> [ASSIGNMENT]:
Retype word for word the stretch of entries below from the line that has "Report one point per instance of the wooden dock" through the line that has "Report one point per instance of the sandstone", and omit the pictures.

> [RECORDED INFORMATION]:
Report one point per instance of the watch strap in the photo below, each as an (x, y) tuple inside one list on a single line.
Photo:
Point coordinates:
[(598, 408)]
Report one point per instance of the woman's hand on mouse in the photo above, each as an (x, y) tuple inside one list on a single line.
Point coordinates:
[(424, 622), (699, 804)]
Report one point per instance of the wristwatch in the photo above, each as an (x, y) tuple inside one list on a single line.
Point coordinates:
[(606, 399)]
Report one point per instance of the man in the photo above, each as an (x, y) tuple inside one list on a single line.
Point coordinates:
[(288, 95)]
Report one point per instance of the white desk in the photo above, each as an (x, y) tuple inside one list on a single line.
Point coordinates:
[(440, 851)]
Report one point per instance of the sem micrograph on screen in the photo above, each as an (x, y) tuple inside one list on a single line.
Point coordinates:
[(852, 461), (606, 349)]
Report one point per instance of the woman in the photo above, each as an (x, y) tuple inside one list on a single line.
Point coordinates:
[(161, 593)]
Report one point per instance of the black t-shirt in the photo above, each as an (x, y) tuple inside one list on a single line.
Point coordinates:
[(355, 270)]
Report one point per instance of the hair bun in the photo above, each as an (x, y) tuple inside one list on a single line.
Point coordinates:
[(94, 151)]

* * *

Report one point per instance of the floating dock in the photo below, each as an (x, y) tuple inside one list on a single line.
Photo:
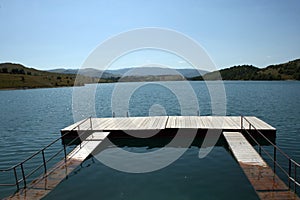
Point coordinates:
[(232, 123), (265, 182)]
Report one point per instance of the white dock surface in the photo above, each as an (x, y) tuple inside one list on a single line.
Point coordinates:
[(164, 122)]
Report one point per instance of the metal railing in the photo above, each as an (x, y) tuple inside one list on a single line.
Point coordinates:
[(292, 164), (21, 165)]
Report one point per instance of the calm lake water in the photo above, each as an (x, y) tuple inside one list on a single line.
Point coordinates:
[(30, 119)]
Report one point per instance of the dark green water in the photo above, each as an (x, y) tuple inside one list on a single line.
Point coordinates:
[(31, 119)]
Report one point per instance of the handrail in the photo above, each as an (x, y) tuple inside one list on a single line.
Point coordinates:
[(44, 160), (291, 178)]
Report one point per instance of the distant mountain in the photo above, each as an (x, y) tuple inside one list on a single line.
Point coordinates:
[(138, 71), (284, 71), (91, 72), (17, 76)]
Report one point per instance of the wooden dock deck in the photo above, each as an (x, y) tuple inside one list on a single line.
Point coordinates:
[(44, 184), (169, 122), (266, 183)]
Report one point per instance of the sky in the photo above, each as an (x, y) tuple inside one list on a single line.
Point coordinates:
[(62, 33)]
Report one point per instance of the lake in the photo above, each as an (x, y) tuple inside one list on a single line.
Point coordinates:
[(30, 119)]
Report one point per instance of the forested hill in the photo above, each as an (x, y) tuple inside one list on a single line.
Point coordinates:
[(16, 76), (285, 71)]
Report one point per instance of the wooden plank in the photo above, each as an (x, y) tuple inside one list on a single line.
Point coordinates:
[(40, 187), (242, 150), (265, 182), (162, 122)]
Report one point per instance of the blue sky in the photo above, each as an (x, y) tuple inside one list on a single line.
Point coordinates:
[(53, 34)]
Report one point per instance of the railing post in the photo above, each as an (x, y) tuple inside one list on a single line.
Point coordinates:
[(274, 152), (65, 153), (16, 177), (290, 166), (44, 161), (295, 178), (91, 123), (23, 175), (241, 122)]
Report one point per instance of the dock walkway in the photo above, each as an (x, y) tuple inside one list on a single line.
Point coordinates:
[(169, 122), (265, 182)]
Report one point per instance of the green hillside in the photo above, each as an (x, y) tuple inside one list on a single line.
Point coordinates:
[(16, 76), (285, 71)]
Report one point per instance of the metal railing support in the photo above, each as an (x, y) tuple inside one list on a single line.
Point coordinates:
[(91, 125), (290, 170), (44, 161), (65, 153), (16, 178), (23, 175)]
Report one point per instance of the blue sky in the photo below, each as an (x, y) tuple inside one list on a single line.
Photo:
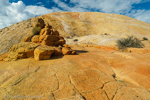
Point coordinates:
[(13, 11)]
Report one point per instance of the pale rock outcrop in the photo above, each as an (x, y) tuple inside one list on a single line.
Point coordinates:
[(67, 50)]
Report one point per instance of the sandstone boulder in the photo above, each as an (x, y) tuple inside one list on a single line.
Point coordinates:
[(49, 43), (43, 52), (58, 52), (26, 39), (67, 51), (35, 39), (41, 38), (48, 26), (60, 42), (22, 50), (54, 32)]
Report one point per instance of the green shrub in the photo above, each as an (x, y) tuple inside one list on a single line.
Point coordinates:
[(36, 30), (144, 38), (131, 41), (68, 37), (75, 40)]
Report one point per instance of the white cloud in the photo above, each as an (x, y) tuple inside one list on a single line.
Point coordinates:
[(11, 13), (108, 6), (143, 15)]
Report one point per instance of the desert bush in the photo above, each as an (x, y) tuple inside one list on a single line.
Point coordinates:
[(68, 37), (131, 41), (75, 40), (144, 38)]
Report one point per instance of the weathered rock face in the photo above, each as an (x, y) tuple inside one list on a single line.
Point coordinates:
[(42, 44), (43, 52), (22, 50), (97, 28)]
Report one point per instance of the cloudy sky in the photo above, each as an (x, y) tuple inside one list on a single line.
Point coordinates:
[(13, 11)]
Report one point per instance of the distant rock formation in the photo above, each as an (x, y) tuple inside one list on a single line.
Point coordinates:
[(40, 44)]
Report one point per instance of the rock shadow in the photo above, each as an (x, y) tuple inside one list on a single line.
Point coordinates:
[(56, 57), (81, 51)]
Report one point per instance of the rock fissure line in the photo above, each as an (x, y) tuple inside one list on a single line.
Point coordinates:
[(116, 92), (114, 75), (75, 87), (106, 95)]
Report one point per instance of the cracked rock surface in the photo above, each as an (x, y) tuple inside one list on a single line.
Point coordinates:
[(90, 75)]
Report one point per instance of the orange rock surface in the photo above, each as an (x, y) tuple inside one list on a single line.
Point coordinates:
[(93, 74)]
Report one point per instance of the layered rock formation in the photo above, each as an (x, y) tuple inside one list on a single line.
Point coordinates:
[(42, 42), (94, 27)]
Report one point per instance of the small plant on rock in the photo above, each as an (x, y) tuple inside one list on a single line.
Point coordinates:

> [YOUR RESPONSE]:
Report one point per instance of the wooden dock deck in the photo above, each as an (x, y) tuple inside one list on a single line.
Point coordinates:
[(44, 184), (169, 122), (266, 183)]
Report one point per instance of the sky in the photo above, each as an (x, y) tuple inside one list on a single line.
Point coordinates:
[(62, 33)]
Report one point per instance of the lake in the photo above, each as an (x, y) tuple inside one list on a single line.
Point coordinates:
[(30, 119)]
Report one point per instance of the forested hill in the photo above, each as an (x, y) tuple inside one list on a single line.
Point coordinates:
[(16, 76), (285, 71)]
Report one point per instance of the wooden plank in the photo above, each as an (x, y) tuple inside one list on a single line.
Point coordinates:
[(40, 187), (242, 150), (265, 182), (162, 122)]
Report one point per instance of the blue sky in the photo above, each as an (x, y) tuple inside one list on a single line.
Point coordinates:
[(53, 34)]
Report one point per instance of the railing post in the photo above, each as an (x, y) tuple inside one list on a single line.
Point coordinates:
[(274, 152), (65, 153), (16, 177), (290, 166), (44, 161), (295, 178), (91, 123), (23, 175), (241, 122)]
Report one point per instance of the dock walkway in the photo above, each as an (x, y) tuple inside one list on a single line.
Point coordinates:
[(169, 122), (265, 182)]
Report one point per instance of the green hillside in the photo above, each as an (x, y) tuple inside one list on a single line.
Point coordinates:
[(16, 76), (285, 71)]
Report one point per instance of the metal railing support in the photo above, each as an (x, y) tuple inside one list on a single line.
Point coordinates:
[(91, 125), (290, 170), (44, 161), (65, 153), (16, 178), (23, 175)]
Report one point per instance of the blue sky in the photo below, each as an (x, y) tuple inside one list on a single line.
Photo:
Point coordinates:
[(13, 11)]
Report one point per instance of the pale rock outcrop in the photo above, each as an (x, y) tuple inside one list on a single line.
Point coordinates:
[(67, 50)]
Report one point per instance of the sandstone boulder in the photo above, each as an (x, y) tuple inside one list on a single line.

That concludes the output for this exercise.